Exercise directions
Extract every line below without changing a single character.

------------------------------------------------

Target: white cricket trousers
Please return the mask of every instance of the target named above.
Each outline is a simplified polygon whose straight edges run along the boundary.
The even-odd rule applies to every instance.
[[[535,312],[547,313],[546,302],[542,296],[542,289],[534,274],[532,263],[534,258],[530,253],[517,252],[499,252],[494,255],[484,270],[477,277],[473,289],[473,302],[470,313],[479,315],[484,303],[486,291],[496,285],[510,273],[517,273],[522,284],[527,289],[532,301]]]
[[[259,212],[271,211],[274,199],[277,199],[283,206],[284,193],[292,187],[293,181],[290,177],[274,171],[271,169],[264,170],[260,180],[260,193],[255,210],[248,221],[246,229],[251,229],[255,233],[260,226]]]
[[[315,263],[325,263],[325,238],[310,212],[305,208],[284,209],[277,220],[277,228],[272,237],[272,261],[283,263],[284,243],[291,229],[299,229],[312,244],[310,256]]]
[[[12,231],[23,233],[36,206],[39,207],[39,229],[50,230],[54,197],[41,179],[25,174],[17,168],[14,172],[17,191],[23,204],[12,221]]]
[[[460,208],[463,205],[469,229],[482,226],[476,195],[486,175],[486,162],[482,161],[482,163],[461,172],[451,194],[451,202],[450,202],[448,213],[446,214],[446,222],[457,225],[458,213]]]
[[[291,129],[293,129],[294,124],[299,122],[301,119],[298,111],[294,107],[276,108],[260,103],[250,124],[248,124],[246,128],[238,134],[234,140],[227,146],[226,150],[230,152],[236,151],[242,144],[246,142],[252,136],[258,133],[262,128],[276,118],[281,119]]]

------------------------------------------------

Solved problem
Target: white cricket trousers
Please return the mask of every instance of the target named above.
Each outline is a simplified polygon whose straight edges run along the boundary.
The even-odd rule applies to every instance.
[[[535,312],[547,313],[546,302],[542,296],[542,289],[534,274],[532,263],[534,258],[530,253],[517,252],[499,252],[494,255],[484,270],[477,277],[473,289],[473,302],[470,313],[479,315],[484,303],[486,291],[496,285],[510,273],[517,273],[522,284],[527,289],[532,301]]]
[[[259,212],[271,211],[274,199],[277,199],[283,206],[284,193],[292,187],[293,181],[290,177],[274,171],[271,169],[264,170],[260,180],[260,193],[255,210],[248,221],[246,229],[251,229],[255,233],[260,226]]]
[[[315,263],[325,263],[325,238],[310,212],[305,208],[284,209],[277,220],[277,228],[272,237],[272,261],[283,263],[284,243],[291,229],[299,229],[312,244],[310,256]]]
[[[12,231],[23,233],[36,206],[39,207],[39,229],[50,230],[54,197],[41,179],[25,174],[17,168],[14,172],[17,191],[23,204],[12,221]]]
[[[460,208],[463,205],[469,229],[482,226],[476,195],[486,175],[486,162],[482,161],[482,163],[461,172],[451,194],[451,202],[450,202],[448,213],[446,214],[446,222],[457,225],[458,213]]]
[[[291,129],[293,129],[294,124],[299,122],[301,119],[298,111],[294,107],[276,108],[260,103],[250,124],[248,124],[246,128],[238,134],[234,140],[227,146],[226,150],[230,152],[236,151],[242,144],[246,142],[252,136],[258,133],[262,128],[276,118],[281,119]]]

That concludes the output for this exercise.